Count the lines in the listing below that contain the string "Example". State only the number.

Start RECORDS FOR PROCESSING

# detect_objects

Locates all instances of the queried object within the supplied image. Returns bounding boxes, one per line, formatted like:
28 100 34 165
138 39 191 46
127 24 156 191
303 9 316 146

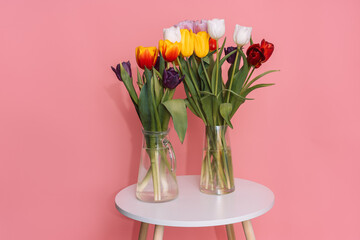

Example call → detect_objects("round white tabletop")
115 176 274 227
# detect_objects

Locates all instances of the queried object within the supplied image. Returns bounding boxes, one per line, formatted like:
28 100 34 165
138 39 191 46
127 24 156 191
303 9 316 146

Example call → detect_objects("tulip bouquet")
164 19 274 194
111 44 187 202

End RECORDS FOR PROCESSING
Start RECORDS FOR PROCESSING

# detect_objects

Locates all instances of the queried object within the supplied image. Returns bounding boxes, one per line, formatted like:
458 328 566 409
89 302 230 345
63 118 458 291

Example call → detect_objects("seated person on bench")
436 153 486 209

End RECORDS FOR PROCESSING
Start RECORDS FOR PROCESSING

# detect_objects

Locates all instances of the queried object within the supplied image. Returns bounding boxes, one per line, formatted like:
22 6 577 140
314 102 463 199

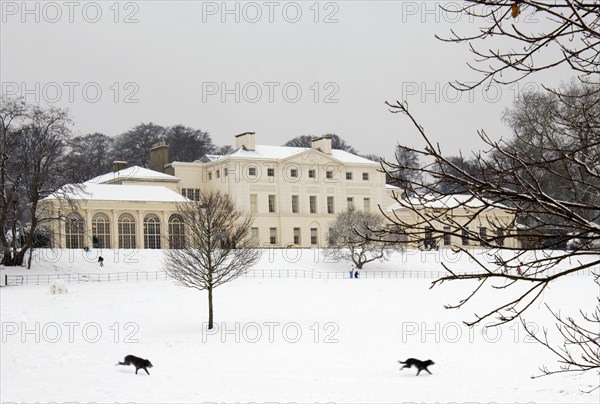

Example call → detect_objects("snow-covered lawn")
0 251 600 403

End RECORDS FOR PROCESSING

EXERCISE ANSWER — 4